◆ **WORK TO COMPLETE**: Among the records below, find the lines that contain "segment" and copy each of them.
*** DATASET EXCERPTS Section Begins ***
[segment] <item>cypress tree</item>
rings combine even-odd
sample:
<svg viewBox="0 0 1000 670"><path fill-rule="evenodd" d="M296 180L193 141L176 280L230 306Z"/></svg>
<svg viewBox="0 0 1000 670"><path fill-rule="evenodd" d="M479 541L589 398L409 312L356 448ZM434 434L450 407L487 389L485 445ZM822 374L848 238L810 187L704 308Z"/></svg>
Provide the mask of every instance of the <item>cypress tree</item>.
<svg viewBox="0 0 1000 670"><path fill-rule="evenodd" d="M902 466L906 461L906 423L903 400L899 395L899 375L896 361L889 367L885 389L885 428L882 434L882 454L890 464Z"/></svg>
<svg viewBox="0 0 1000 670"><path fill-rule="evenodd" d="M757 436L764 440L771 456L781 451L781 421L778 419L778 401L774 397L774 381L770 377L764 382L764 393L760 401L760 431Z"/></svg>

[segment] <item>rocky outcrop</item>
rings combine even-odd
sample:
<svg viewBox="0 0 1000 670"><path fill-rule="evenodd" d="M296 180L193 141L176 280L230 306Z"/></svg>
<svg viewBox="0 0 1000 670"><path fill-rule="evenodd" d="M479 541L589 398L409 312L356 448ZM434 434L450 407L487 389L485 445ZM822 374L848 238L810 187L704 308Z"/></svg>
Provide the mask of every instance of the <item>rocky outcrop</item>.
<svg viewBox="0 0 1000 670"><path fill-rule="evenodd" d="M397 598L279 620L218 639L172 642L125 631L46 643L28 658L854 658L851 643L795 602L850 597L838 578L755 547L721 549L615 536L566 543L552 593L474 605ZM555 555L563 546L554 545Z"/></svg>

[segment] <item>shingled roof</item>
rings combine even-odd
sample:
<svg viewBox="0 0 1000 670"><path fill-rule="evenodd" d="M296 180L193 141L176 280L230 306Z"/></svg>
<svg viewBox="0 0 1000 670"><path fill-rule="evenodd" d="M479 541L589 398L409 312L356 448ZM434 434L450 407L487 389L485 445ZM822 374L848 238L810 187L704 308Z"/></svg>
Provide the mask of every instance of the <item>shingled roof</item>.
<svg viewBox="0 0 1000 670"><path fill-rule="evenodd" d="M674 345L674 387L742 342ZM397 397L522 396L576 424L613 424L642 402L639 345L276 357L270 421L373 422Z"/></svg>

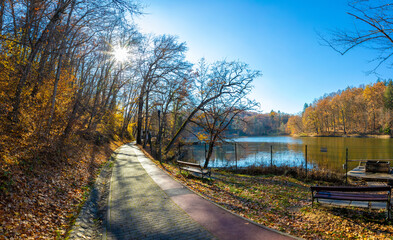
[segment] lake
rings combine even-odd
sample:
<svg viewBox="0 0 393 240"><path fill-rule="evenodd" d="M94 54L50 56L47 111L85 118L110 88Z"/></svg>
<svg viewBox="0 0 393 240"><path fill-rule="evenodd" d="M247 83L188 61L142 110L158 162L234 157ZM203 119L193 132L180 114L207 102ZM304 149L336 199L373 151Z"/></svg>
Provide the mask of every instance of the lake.
<svg viewBox="0 0 393 240"><path fill-rule="evenodd" d="M247 167L251 165L305 166L344 172L346 148L349 159L393 159L393 139L356 137L243 137L214 149L210 167ZM235 145L236 155L235 156ZM204 144L187 147L187 159L204 163ZM348 169L357 163L350 163Z"/></svg>

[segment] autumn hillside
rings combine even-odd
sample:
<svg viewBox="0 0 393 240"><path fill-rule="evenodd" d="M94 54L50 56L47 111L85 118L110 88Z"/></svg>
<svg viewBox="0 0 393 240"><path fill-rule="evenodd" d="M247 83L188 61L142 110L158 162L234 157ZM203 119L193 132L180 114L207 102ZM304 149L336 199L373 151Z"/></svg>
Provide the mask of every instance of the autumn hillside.
<svg viewBox="0 0 393 240"><path fill-rule="evenodd" d="M130 138L127 83L105 52L137 6L108 3L0 3L0 239L64 236L114 142Z"/></svg>
<svg viewBox="0 0 393 240"><path fill-rule="evenodd" d="M120 143L171 160L194 136L211 154L258 106L247 96L259 71L186 61L177 37L138 32L141 11L134 1L0 2L0 239L66 236Z"/></svg>
<svg viewBox="0 0 393 240"><path fill-rule="evenodd" d="M291 134L392 134L393 82L348 87L305 105L288 120Z"/></svg>

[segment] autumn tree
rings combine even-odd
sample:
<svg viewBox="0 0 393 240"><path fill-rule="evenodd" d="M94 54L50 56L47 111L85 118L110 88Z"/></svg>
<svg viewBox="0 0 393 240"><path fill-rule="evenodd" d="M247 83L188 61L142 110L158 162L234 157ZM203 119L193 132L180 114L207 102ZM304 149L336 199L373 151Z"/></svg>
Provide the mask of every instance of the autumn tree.
<svg viewBox="0 0 393 240"><path fill-rule="evenodd" d="M378 81L325 95L305 109L302 114L303 131L317 134L332 131L333 134L378 134L382 130L389 131L388 89L388 83ZM292 118L288 128L294 126L294 121Z"/></svg>
<svg viewBox="0 0 393 240"><path fill-rule="evenodd" d="M372 121L372 131L377 129L377 114L382 114L378 111L383 106L383 94L385 85L383 82L378 82L374 85L367 85L363 91L363 97L368 105L370 118Z"/></svg>
<svg viewBox="0 0 393 240"><path fill-rule="evenodd" d="M385 123L385 130L391 133L392 129L392 110L393 110L393 82L389 80L385 91L383 93L383 103L387 112L387 122Z"/></svg>
<svg viewBox="0 0 393 240"><path fill-rule="evenodd" d="M242 62L216 62L212 65L201 63L201 75L197 78L194 97L196 103L211 98L195 119L191 121L203 129L208 144L204 167L207 168L213 148L225 141L225 131L232 121L245 111L255 109L256 102L248 99L252 81L260 76L259 71L249 69ZM223 88L225 86L225 88ZM198 104L199 106L199 104Z"/></svg>
<svg viewBox="0 0 393 240"><path fill-rule="evenodd" d="M242 62L219 61L210 65L202 59L194 74L189 113L166 146L165 153L169 152L197 113L216 99L228 96L236 98L242 95L243 91L248 92L251 82L258 76L259 71L249 69L248 65Z"/></svg>
<svg viewBox="0 0 393 240"><path fill-rule="evenodd" d="M391 21L393 9L391 6L392 1L390 0L350 1L348 15L354 19L354 28L352 30L335 30L331 32L330 37L322 36L321 38L328 46L342 55L357 47L374 50L376 57L370 60L376 62L376 65L371 72L375 72L383 64L391 66L391 56L393 55L393 22ZM366 87L365 97L370 99L368 108L371 112L368 118L371 124L364 121L364 125L366 128L372 126L371 131L376 132L379 127L376 115L383 113L379 113L376 109L376 99L371 99L371 96L380 97L380 95L370 93L371 91L373 90Z"/></svg>
<svg viewBox="0 0 393 240"><path fill-rule="evenodd" d="M313 105L306 108L303 114L304 130L308 133L319 133L319 119Z"/></svg>
<svg viewBox="0 0 393 240"><path fill-rule="evenodd" d="M155 132L156 137L156 155L158 160L162 159L162 145L168 142L168 138L173 136L173 129L178 126L178 118L184 112L187 106L187 98L191 89L191 78L188 71L178 71L168 74L161 78L153 90L153 115L157 109L157 119Z"/></svg>
<svg viewBox="0 0 393 240"><path fill-rule="evenodd" d="M56 143L60 135L63 140L70 136L77 124L83 128L78 120L86 121L86 115L95 114L90 99L101 99L107 86L115 87L109 95L105 92L107 106L117 102L116 92L122 84L111 84L108 79L115 79L113 75L104 74L111 61L108 46L121 32L135 32L126 23L126 15L138 13L137 5L112 0L9 0L2 4L0 45L4 55L0 60L1 70L8 76L0 94L7 103L1 112L4 131L24 128L25 138ZM102 83L98 90L94 89L97 82Z"/></svg>
<svg viewBox="0 0 393 240"><path fill-rule="evenodd" d="M301 134L304 132L303 122L301 116L294 115L288 119L287 123L288 132L291 134Z"/></svg>
<svg viewBox="0 0 393 240"><path fill-rule="evenodd" d="M383 103L386 109L393 109L393 81L389 80L383 93Z"/></svg>
<svg viewBox="0 0 393 240"><path fill-rule="evenodd" d="M161 79L167 78L173 73L181 75L191 67L185 60L184 54L187 50L185 43L178 42L174 36L148 37L142 44L140 57L137 60L138 72L142 82L137 110L136 141L138 144L142 143L143 123L145 131L148 130L149 96L152 89ZM143 112L145 112L144 122Z"/></svg>

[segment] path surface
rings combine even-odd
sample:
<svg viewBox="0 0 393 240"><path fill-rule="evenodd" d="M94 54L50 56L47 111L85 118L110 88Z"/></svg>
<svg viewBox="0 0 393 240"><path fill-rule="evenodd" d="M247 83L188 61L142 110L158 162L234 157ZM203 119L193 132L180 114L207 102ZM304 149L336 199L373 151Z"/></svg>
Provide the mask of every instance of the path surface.
<svg viewBox="0 0 393 240"><path fill-rule="evenodd" d="M134 145L116 150L104 239L292 239L192 193Z"/></svg>

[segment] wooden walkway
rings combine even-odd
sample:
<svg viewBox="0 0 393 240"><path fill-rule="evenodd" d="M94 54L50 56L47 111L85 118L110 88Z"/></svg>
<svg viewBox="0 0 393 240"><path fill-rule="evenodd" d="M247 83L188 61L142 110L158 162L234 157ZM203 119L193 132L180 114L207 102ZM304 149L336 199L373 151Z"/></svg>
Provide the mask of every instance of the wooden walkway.
<svg viewBox="0 0 393 240"><path fill-rule="evenodd" d="M348 177L359 178L369 181L393 181L391 173L371 173L366 172L365 166L357 166L347 173Z"/></svg>

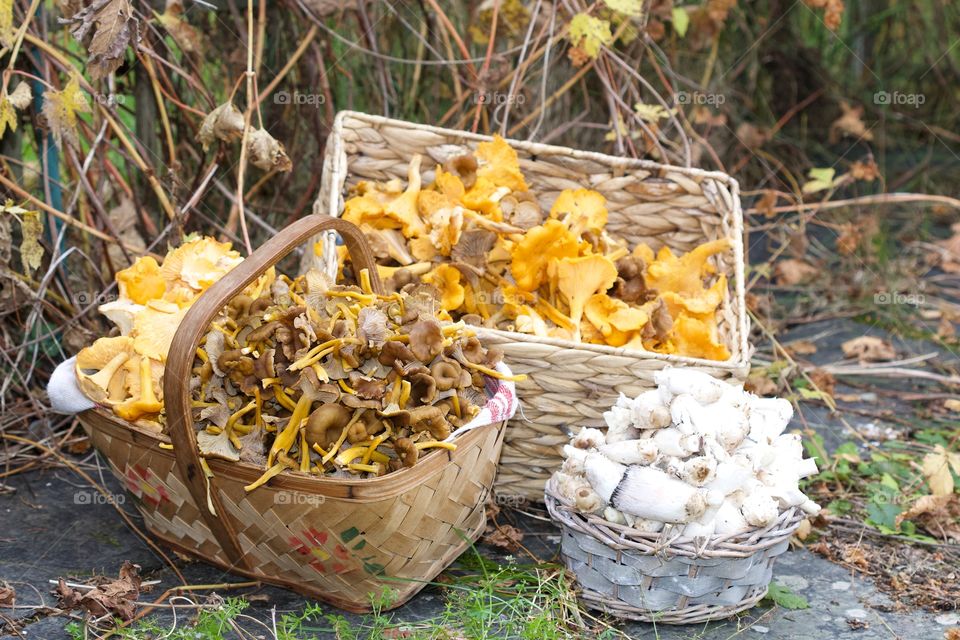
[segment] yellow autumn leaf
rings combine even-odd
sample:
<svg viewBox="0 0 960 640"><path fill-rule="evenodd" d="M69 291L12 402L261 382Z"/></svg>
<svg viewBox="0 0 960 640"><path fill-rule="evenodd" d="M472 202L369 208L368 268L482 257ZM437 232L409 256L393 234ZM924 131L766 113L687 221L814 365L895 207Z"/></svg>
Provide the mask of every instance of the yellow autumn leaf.
<svg viewBox="0 0 960 640"><path fill-rule="evenodd" d="M951 468L960 474L960 453L947 451L941 445L923 457L921 471L933 495L948 496L953 493Z"/></svg>
<svg viewBox="0 0 960 640"><path fill-rule="evenodd" d="M633 110L641 120L652 124L669 118L670 114L676 112L676 109L666 109L659 104L644 104L643 102L633 105Z"/></svg>
<svg viewBox="0 0 960 640"><path fill-rule="evenodd" d="M80 90L80 82L76 77L71 78L62 91L47 91L43 94L43 116L47 119L47 125L58 147L63 146L64 139L74 146L78 144L77 114L89 111L90 105Z"/></svg>
<svg viewBox="0 0 960 640"><path fill-rule="evenodd" d="M0 0L0 44L13 46L13 0Z"/></svg>
<svg viewBox="0 0 960 640"><path fill-rule="evenodd" d="M578 13L573 17L567 37L591 58L600 54L600 47L613 43L610 23L585 13Z"/></svg>
<svg viewBox="0 0 960 640"><path fill-rule="evenodd" d="M43 247L40 245L40 235L43 233L43 222L40 221L39 211L27 211L20 219L20 231L23 242L20 243L20 261L23 271L30 275L31 271L40 268L43 261Z"/></svg>
<svg viewBox="0 0 960 640"><path fill-rule="evenodd" d="M643 0L603 0L603 3L620 13L639 17L643 15Z"/></svg>
<svg viewBox="0 0 960 640"><path fill-rule="evenodd" d="M0 138L7 132L7 127L10 127L10 131L17 130L17 112L10 103L10 98L2 96L0 97Z"/></svg>
<svg viewBox="0 0 960 640"><path fill-rule="evenodd" d="M833 188L837 184L837 181L834 179L836 174L836 169L832 167L810 169L810 172L807 174L810 180L803 185L803 192L816 193Z"/></svg>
*** DATASET EXCERPTS Section Ends ***
◆ **RESULT**:
[segment] <item>cypress tree</item>
[segment] <item>rocky outcrop</item>
[segment] <item>shingled roof</item>
[segment] lake
[segment] autumn hillside
[segment] autumn tree
[segment] path surface
[segment] wooden walkway
[segment] yellow autumn leaf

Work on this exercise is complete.